**SUPPLIED MATERIAL**
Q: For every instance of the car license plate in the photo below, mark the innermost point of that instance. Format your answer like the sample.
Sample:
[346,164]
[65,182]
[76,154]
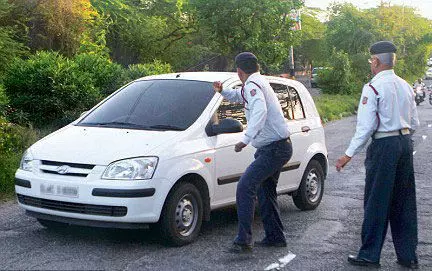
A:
[59,190]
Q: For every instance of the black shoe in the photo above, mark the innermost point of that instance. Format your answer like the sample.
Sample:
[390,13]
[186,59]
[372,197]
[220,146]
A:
[266,243]
[409,264]
[239,249]
[354,260]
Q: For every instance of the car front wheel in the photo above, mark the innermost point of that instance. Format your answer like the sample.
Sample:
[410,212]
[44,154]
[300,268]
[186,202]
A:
[311,189]
[182,214]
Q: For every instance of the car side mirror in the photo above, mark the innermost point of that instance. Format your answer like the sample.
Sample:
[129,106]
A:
[225,126]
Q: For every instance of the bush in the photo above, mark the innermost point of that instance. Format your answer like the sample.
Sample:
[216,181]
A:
[47,85]
[338,78]
[107,76]
[332,107]
[14,140]
[136,71]
[4,101]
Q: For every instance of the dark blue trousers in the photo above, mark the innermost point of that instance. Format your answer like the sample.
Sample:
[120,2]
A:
[390,197]
[260,180]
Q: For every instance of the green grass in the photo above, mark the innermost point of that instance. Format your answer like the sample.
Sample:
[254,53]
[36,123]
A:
[333,107]
[14,140]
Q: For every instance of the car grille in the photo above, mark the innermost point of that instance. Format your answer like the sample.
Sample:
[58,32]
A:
[88,209]
[73,169]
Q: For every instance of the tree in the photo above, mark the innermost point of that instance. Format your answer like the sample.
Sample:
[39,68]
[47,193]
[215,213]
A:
[262,27]
[311,50]
[142,31]
[10,47]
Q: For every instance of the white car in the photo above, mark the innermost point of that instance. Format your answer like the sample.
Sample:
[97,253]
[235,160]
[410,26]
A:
[160,151]
[428,75]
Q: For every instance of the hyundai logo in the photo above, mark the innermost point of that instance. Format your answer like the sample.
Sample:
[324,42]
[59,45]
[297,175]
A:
[63,169]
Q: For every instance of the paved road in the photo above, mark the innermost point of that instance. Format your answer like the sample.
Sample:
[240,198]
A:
[319,239]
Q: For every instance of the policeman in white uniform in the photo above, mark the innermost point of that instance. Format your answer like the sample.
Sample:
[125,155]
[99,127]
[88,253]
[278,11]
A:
[267,131]
[387,113]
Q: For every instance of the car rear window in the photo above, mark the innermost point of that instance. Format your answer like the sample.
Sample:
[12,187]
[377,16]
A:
[153,104]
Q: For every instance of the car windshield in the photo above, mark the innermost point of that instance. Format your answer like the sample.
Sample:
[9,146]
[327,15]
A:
[153,105]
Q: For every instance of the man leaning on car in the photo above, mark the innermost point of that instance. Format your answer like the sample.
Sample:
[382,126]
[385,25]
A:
[268,132]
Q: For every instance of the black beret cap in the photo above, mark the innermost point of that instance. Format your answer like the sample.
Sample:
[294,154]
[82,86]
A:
[382,47]
[245,56]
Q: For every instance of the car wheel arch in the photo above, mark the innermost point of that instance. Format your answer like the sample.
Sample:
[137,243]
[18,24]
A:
[322,160]
[200,183]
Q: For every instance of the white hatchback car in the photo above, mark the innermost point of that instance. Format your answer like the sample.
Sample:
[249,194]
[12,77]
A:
[160,151]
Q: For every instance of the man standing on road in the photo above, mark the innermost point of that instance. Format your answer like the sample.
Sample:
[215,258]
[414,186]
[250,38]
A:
[267,131]
[387,113]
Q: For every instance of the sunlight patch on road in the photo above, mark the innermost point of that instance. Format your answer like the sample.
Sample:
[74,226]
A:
[281,262]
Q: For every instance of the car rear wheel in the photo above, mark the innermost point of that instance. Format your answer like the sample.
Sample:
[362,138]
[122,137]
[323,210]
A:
[311,188]
[52,225]
[182,214]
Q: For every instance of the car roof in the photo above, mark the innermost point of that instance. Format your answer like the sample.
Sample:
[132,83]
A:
[204,76]
[196,76]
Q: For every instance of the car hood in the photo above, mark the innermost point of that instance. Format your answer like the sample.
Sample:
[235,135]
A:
[98,145]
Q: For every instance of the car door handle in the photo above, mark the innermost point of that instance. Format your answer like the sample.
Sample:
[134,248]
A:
[305,129]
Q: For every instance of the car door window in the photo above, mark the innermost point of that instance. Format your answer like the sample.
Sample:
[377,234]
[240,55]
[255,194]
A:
[229,109]
[290,101]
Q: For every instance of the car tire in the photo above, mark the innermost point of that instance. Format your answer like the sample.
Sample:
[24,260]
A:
[182,214]
[52,225]
[311,189]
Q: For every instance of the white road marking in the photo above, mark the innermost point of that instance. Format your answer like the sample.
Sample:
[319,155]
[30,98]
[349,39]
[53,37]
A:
[281,262]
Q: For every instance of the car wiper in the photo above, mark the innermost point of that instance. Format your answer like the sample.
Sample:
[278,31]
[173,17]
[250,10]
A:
[166,127]
[115,123]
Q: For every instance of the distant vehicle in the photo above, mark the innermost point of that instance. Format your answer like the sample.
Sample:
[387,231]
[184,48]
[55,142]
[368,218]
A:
[428,74]
[314,76]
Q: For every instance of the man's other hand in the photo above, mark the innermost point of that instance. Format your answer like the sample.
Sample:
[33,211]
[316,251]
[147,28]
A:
[342,161]
[217,86]
[239,146]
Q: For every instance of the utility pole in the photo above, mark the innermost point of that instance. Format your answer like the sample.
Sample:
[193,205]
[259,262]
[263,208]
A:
[291,59]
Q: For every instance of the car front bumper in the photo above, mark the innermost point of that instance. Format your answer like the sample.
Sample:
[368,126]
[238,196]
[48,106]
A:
[96,200]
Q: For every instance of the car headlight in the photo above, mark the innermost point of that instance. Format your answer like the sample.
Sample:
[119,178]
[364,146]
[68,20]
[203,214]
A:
[141,168]
[27,161]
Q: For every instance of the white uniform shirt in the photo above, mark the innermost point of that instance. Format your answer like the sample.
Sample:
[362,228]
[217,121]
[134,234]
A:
[265,119]
[396,109]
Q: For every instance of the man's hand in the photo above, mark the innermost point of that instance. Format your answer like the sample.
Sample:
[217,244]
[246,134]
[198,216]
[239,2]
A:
[342,161]
[239,146]
[217,86]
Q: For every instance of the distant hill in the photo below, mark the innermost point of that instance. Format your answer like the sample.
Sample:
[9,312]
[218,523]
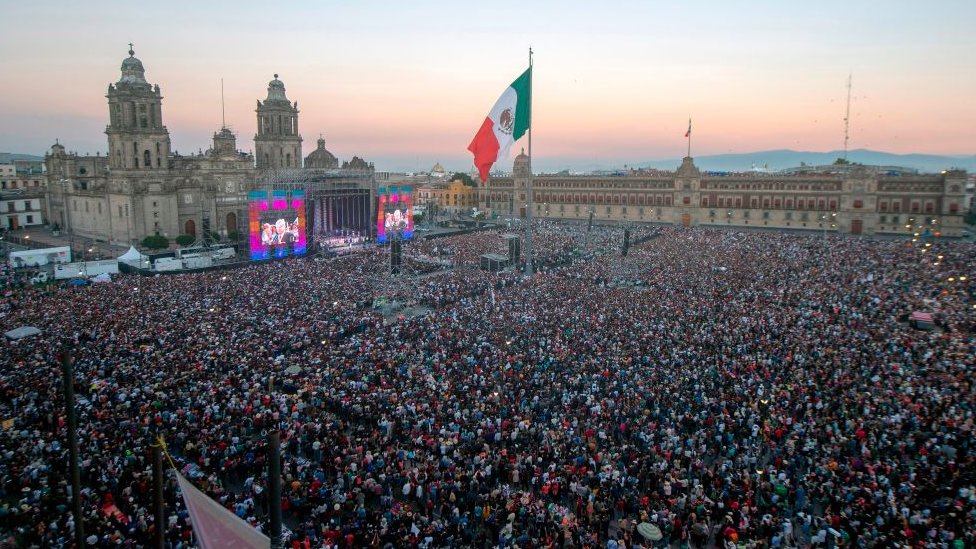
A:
[8,158]
[783,159]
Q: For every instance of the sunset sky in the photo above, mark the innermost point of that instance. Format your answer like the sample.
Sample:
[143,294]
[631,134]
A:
[406,84]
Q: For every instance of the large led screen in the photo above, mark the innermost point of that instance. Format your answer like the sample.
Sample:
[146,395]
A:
[276,223]
[394,214]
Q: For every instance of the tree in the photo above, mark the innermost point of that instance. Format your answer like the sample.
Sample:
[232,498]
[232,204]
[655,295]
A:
[155,242]
[464,178]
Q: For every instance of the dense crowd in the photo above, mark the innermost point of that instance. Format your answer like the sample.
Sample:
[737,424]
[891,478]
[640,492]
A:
[753,390]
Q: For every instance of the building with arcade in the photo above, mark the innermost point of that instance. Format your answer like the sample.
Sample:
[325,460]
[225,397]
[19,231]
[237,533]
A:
[849,199]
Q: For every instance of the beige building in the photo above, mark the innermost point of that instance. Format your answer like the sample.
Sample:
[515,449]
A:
[859,200]
[453,196]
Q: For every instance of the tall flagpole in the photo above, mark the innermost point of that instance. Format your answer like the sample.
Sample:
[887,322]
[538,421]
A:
[528,213]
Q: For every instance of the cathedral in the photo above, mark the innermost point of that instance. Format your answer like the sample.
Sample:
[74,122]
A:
[143,188]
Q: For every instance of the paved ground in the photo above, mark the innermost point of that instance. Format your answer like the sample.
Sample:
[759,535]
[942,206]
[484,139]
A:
[40,237]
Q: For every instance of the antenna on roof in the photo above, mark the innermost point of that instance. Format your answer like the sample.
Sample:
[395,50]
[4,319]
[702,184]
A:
[223,115]
[847,117]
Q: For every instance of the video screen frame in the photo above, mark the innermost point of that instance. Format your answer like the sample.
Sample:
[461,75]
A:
[277,223]
[391,202]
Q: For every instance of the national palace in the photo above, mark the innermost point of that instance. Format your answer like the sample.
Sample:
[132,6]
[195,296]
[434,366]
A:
[855,200]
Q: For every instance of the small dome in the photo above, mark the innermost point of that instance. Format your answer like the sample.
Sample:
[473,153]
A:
[321,158]
[132,70]
[276,90]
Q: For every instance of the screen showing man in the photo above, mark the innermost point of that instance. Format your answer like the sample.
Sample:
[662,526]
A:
[277,223]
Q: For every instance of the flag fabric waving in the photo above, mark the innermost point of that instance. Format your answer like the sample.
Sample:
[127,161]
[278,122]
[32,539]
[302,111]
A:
[505,124]
[216,527]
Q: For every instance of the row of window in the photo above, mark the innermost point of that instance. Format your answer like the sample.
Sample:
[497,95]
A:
[19,184]
[12,206]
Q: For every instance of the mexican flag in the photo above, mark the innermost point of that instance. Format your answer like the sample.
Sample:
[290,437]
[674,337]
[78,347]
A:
[505,124]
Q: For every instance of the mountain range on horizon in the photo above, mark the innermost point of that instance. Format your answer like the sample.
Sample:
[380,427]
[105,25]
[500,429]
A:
[771,161]
[783,159]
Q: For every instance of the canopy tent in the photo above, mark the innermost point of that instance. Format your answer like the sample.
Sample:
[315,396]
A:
[922,320]
[133,257]
[22,332]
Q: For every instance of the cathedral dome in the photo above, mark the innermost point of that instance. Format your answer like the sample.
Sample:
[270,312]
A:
[321,158]
[276,90]
[132,70]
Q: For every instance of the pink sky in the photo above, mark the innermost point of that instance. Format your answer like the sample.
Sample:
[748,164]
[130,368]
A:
[405,88]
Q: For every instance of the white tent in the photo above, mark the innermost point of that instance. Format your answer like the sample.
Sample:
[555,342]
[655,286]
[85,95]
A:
[22,332]
[133,257]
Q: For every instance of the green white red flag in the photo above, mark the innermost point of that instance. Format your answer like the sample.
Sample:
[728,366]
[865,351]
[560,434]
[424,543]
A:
[504,125]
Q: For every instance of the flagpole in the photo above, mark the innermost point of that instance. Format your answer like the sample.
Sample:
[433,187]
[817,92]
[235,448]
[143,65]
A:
[68,378]
[528,213]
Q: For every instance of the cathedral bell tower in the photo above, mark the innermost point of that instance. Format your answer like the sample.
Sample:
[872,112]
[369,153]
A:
[277,143]
[137,138]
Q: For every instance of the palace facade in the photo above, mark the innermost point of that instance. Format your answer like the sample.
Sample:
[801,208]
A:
[858,200]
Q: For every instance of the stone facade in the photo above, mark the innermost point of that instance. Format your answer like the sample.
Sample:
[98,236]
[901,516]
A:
[277,143]
[860,200]
[143,187]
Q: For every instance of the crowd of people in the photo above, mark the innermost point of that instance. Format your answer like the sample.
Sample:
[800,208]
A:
[752,390]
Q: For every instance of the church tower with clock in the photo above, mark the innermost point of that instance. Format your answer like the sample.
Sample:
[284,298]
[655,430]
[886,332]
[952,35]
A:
[137,138]
[277,143]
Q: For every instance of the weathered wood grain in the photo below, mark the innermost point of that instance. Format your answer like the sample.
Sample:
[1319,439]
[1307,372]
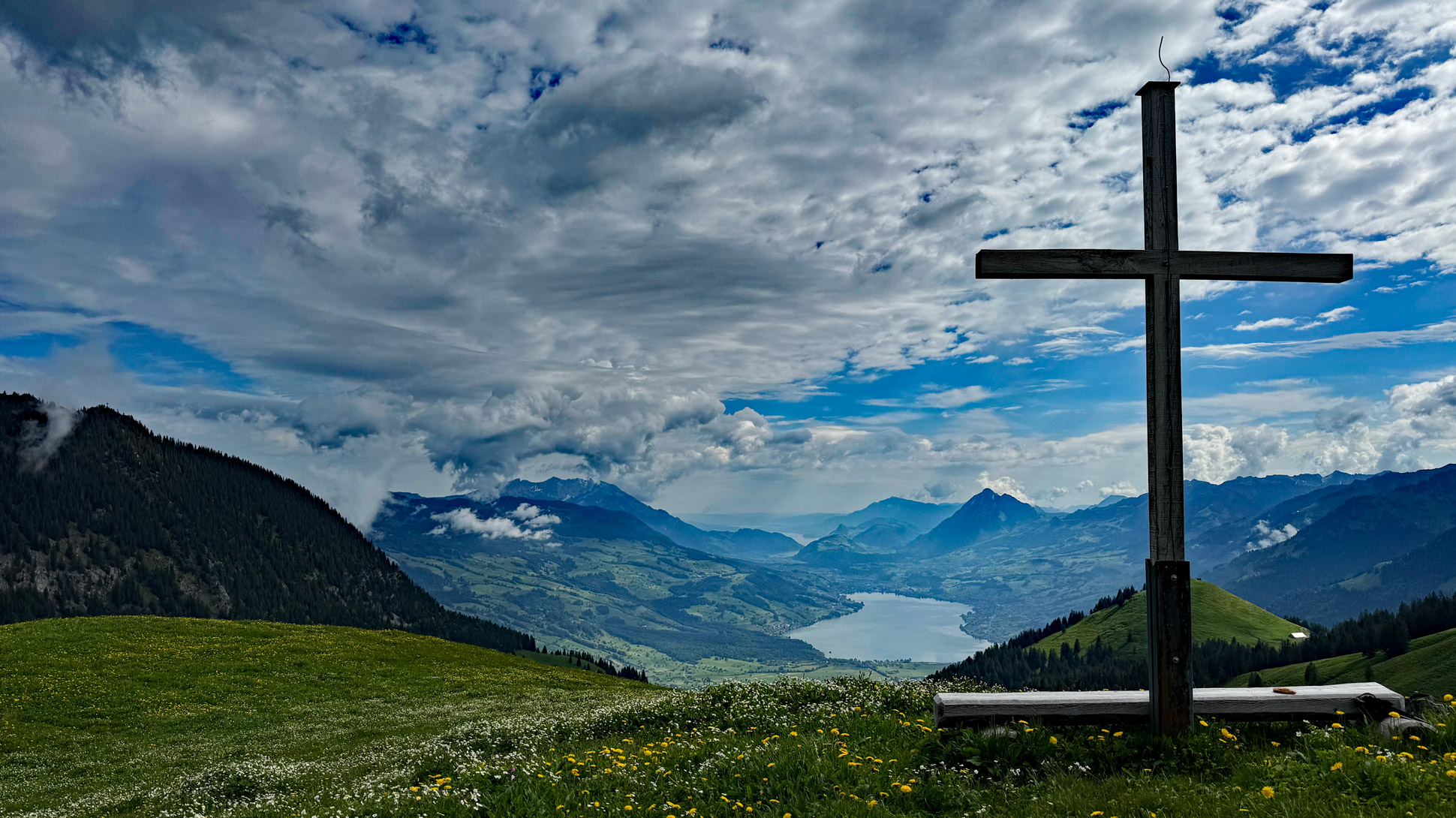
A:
[1203,265]
[1321,702]
[1163,266]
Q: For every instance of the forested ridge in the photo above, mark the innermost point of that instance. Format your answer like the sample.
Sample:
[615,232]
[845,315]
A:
[1017,666]
[113,519]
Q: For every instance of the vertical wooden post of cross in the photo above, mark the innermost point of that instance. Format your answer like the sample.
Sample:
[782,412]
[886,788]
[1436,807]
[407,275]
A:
[1169,591]
[1163,265]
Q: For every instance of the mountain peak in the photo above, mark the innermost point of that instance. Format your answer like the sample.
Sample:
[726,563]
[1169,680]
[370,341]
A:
[982,514]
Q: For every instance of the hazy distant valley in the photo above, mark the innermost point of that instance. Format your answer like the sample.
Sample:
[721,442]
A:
[585,564]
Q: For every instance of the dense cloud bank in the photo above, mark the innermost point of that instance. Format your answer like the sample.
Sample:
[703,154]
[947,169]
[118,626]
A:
[433,246]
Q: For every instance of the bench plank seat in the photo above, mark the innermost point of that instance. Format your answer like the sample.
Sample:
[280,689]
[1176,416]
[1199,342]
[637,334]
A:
[1316,702]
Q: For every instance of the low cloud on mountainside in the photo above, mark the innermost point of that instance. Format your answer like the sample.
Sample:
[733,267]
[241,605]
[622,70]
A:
[723,260]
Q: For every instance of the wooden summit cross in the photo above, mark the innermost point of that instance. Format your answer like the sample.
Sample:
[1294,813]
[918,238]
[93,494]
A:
[1161,265]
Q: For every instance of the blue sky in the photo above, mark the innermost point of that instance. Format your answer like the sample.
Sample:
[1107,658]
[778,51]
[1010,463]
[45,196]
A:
[723,255]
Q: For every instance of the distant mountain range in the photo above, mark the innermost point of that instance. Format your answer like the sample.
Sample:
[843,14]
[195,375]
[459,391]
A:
[922,516]
[1369,545]
[1322,548]
[98,516]
[602,578]
[752,543]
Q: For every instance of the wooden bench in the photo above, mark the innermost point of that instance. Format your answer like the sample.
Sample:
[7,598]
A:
[1319,702]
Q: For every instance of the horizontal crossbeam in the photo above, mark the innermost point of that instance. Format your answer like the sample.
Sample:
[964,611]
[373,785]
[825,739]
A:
[1325,702]
[1148,264]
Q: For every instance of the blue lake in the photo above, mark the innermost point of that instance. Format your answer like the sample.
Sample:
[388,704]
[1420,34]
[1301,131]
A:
[895,627]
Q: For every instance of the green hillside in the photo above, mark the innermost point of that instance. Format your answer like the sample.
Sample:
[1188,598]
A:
[150,718]
[104,709]
[1427,667]
[1216,615]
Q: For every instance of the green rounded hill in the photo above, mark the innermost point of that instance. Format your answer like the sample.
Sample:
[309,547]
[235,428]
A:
[1216,615]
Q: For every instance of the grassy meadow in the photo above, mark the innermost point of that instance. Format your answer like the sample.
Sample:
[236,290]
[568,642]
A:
[1427,667]
[125,715]
[191,718]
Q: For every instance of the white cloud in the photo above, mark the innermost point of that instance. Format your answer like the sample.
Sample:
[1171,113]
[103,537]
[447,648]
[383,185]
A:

**WHAT IS NEEDED**
Set down, word for word, every line from the line that holds "Q: For every instance of the blue lake" to the end of the entries above, including both ends.

**TASK OUTPUT**
Q: For every instance of the blue lake in the photo above, mark the innermost point of that instance. Format your answer like the sample.
Sample:
[388,704]
[1420,34]
[1301,131]
A:
[895,627]
Q: For every instance of the green hillside in the photo above, mark the innermost point of that instance. Format your answer like the sample.
Sample:
[1188,598]
A:
[150,718]
[104,709]
[1427,667]
[1216,615]
Q: For every instance of the green rounded hill in the photo above, mark the innermost point of that instance. Format your answer like the sample.
Sample:
[309,547]
[235,428]
A:
[1216,615]
Q: For every instance of the grassy meadow in the photo above, mark the innermost point of that instance. Format your answer like the sample.
Sample:
[236,290]
[568,642]
A:
[1427,667]
[125,715]
[191,718]
Q: For every instance of the white cloud in the photo above, mark the innermost point of that instance. Format your answer like the sample.
Sample:
[1171,113]
[103,537]
[447,648]
[383,185]
A:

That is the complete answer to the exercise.